(Passage to read)

Yesterday I received a call from a friend – a truly brilliant person who takes great responsibility for everything in her life. She researches nutrition and eats only healthy foods, exercises regularly, works hard and studies to increase her value to the clients she sees at work, and seriously considers her actions in nearly every circumstance. She had just seen a new physician, who had noted an elevated laboratory value and wanted her to start a new medication. After extensive research of the medical literature, she came to the conclusion that the benefits of taking the medication weren’t established in people like her and that there were considerable side effects. When she explained this to the physician, he countered with, “well, I won’t label you as a bad patient yet.”
My immediate reaction was that she should have stood up and left the room. After all, he was being arrogant, dismissive, insecure, and clearly didn’t want to engage in a collaborative relationship.

(End Passage to read)

From the passage about the friend's visit to a new physician, extract the text between "My immediate reaction" and "a collaborative relationship.", inclusive.

(Source data)

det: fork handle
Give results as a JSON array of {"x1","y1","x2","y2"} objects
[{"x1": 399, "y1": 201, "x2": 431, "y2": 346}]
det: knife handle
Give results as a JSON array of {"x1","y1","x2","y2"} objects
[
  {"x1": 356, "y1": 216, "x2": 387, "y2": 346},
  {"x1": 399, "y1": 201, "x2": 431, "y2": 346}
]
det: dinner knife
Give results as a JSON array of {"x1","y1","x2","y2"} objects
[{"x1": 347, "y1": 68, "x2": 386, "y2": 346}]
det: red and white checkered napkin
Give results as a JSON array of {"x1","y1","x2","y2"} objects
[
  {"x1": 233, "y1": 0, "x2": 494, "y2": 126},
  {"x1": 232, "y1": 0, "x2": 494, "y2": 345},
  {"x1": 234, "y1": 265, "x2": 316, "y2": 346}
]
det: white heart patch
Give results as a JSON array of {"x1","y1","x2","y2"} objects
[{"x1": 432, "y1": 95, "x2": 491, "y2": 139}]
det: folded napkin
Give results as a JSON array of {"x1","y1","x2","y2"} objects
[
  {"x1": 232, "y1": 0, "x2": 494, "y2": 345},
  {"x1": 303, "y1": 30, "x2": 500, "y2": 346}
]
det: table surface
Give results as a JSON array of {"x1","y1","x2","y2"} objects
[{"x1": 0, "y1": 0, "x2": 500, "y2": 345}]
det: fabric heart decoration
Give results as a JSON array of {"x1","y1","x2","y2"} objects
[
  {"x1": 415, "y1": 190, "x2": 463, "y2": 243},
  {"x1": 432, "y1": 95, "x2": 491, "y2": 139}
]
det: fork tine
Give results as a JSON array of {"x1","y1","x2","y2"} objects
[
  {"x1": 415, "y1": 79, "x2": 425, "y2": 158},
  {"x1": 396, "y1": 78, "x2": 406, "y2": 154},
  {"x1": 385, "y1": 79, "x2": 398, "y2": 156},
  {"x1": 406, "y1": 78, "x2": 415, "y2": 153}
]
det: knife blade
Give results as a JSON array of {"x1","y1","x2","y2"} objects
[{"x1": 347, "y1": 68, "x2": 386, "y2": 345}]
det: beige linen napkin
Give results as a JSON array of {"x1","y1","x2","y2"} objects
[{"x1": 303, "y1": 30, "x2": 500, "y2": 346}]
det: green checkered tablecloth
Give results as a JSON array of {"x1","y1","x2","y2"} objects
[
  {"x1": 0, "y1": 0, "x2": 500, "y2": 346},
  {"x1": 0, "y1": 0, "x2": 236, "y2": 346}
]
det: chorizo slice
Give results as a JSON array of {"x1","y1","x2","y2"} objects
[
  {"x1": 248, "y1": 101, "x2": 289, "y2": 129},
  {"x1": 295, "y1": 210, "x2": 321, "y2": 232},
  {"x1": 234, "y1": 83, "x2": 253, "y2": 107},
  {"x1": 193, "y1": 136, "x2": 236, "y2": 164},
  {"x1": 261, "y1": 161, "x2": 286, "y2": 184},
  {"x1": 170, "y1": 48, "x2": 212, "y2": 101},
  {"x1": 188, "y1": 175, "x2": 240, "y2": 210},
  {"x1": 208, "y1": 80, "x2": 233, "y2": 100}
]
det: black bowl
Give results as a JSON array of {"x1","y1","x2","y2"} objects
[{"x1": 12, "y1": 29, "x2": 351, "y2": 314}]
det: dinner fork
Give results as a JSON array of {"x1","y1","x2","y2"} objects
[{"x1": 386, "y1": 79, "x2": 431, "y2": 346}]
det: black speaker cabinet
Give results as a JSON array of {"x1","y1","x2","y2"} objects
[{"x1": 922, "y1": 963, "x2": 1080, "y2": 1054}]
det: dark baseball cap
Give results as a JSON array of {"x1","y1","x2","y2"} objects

(End Source data)

= Reply to the task =
My immediate reaction was that she should have stood up and left the room. After all, he was being arrogant, dismissive, insecure, and clearly didn’t want to engage in a collaborative relationship.